Stated goal 1
Pull out each line of the listing below that contains the word "flat".

Document passage
<<<<

This is an automated email from the ASF dual-hosted git repository.
alamb pushed a commit to branch master
in repository https://gitbox.apache.org/repos/asf/arrow-datafusion.git
The following commit(s) were added to refs/heads/master by this push:
new 6313f94 Add Ballista roadmap (#1166)
6313f94 is described below
commit 6313f9423f8eee97ef72b38864e99a2d341bd4f9
Author: Andy Grove <[email protected]>
AuthorDate: Sat Oct 23 05:49:08 2021 -0600
Add Ballista roadmap (#1166)
* Add Ballista roadmap
* prettier
* edits
---
docs/source/specification/roadmap.md | 26 +++++++++++++++++++++++---
1 file changed, 23 insertions(+), 3 deletions(-)
diff --git a/docs/source/specification/roadmap.md
b/docs/source/specification/roadmap.md
index 520815b..219fb71 100644
--- a/docs/source/specification/roadmap.md
+++ b/docs/source/specification/roadmap.md
@@ -92,8 +92,28 @@ Note: There are some additional thoughts on a datafusion-cli
vision on [#1096](h
- publishing to apt, brew, and possible NuGet registry so that people can use
it more easily
- adopt a shorter name, like dfcli?
-## Ballista
+# Ballista
-# Vision
+Ballista is a distributed compute platform based on Apache Arrow and
DataFusion. It provides a query scheduler that
+breaks a physical plan into stages and tasks and then schedules tasks for
execution across the available executors
+in the cluster.

>>>>

Stated goal 2
Duplicate the commit email above word for word, from "This is an automated" up to and including "6313f94 Add Ballista roadmap (#1166)".

Rows taken from a pointing dataset
<<<<

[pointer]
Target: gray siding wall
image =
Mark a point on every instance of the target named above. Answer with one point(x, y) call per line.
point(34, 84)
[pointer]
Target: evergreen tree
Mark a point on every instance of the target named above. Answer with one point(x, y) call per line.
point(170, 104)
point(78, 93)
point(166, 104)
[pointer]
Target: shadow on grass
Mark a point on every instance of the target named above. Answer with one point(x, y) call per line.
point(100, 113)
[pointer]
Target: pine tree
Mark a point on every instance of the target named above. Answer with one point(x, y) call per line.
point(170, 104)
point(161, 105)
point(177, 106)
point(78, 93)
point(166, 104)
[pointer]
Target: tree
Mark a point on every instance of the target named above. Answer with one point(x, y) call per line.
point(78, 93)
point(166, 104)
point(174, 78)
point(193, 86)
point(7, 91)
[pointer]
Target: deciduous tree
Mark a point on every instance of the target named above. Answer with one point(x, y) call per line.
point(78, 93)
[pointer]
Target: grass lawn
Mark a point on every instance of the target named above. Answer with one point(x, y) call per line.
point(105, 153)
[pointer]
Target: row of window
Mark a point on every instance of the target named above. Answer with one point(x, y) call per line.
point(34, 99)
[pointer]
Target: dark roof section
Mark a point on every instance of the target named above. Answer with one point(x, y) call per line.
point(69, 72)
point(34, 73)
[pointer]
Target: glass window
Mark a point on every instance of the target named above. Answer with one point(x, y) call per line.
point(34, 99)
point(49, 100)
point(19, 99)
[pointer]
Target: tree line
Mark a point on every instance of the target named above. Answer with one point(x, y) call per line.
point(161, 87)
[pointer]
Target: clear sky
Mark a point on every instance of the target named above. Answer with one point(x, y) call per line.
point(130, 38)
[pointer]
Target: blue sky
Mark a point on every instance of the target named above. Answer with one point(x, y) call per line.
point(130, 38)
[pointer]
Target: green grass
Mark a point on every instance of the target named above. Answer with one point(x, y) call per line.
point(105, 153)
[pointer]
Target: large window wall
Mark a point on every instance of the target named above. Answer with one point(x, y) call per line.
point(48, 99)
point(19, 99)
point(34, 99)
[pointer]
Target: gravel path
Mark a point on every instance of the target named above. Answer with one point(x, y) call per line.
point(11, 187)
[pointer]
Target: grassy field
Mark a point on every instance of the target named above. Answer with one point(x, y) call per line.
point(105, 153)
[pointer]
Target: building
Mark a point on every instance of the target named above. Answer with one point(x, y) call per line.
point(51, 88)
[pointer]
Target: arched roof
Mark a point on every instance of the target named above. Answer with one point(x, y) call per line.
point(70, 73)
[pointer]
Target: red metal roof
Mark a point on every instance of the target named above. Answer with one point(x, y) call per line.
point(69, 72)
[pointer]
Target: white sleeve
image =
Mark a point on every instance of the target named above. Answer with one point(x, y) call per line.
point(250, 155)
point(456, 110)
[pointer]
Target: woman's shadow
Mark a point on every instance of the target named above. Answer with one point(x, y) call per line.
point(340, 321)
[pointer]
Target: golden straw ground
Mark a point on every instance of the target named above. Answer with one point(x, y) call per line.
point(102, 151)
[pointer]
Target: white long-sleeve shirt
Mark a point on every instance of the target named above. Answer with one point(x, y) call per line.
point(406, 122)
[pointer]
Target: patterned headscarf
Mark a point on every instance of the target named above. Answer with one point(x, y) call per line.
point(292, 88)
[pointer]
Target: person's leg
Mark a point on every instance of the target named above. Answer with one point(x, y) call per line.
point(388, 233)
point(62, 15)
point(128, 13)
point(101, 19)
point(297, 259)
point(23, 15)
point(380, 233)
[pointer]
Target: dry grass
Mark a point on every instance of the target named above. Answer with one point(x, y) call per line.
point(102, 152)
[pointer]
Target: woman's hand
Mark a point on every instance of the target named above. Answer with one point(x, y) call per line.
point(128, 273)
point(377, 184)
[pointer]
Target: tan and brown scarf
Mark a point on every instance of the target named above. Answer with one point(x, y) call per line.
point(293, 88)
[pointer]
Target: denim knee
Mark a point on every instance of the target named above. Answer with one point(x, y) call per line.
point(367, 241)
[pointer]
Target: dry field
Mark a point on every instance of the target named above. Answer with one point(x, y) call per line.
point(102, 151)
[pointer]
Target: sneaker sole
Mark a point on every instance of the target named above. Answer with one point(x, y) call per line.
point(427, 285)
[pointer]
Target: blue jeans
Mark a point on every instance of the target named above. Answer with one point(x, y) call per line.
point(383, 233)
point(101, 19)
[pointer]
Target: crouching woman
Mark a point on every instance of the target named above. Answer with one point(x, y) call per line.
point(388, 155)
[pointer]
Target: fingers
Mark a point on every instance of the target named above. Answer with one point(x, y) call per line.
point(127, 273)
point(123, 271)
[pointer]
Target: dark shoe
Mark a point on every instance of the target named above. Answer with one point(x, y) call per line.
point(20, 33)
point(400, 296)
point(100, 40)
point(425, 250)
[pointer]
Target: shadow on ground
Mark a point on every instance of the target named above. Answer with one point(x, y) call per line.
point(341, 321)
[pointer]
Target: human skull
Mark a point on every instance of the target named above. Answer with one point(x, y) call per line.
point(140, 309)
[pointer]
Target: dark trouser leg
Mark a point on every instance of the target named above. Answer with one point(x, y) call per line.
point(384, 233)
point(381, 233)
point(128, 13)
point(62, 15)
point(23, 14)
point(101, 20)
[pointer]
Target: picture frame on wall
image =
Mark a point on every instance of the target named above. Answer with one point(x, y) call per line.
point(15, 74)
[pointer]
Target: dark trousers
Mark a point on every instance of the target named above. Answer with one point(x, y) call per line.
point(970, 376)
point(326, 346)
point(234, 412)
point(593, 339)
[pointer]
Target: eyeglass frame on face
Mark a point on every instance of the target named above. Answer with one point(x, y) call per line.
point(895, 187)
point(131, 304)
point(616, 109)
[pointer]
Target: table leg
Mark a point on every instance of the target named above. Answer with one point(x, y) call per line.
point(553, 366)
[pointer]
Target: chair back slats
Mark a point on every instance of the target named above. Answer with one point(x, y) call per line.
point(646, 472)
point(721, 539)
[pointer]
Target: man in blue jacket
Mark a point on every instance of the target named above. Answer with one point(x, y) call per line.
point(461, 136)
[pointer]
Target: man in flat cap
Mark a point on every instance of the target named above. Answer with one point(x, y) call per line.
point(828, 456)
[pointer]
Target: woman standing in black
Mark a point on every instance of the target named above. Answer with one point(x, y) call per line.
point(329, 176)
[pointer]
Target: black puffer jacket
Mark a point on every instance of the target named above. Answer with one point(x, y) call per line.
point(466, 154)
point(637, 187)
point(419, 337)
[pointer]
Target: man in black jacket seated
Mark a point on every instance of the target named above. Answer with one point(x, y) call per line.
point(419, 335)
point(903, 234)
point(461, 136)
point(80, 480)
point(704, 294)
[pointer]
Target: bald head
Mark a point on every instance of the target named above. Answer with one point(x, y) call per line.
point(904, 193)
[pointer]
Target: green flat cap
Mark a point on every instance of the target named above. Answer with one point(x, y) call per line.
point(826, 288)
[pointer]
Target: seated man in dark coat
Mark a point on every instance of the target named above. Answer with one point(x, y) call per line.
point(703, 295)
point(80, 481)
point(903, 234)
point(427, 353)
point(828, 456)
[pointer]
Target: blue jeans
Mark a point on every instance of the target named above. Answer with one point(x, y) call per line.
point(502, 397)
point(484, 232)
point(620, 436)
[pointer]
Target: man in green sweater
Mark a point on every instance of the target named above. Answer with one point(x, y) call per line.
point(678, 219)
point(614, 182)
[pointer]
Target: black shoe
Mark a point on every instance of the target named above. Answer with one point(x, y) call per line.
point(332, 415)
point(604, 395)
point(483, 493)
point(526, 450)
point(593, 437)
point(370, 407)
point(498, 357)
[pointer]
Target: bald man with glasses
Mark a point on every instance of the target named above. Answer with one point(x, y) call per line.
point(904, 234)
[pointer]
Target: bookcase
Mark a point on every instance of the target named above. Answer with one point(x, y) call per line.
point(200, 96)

>>>>

Exercise answer 1
Target: man in flat cap
Target: green flat cap

Exercise answer 2
This is an automated email from the ASF dual-hosted git repository.
alamb pushed a commit to branch master
in repository https://gitbox.apache.org/repos/asf/arrow-datafusion.git
The following commit(s) were added to refs/heads/master by this push:
new 6313f94 Add Ballista roadmap (#1166)